- **Instruction**:
Copy the text of every entry below word for word, leaving out the pictures.
* start *
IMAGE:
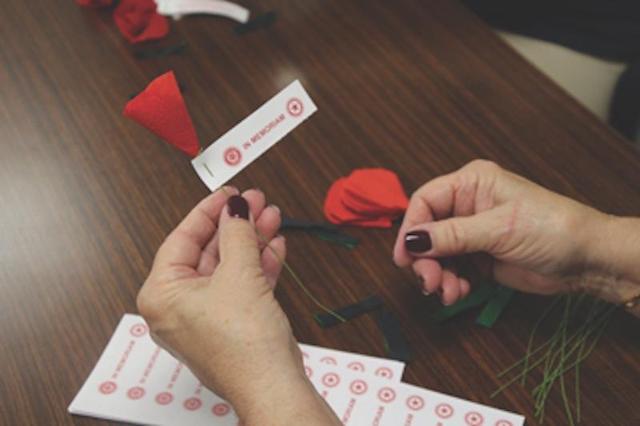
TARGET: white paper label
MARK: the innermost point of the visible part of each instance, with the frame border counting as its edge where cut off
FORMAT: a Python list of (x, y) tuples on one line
[(178, 8), (253, 136)]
* end *
- **Complete response**:
IMAGE:
TARGET: white paper label
MARK: the innermost point of the visible part of each instance, with the frame border counting as its edge where cut off
FORMAT: a Python list of (x, y) tuples on one line
[(178, 8), (253, 136)]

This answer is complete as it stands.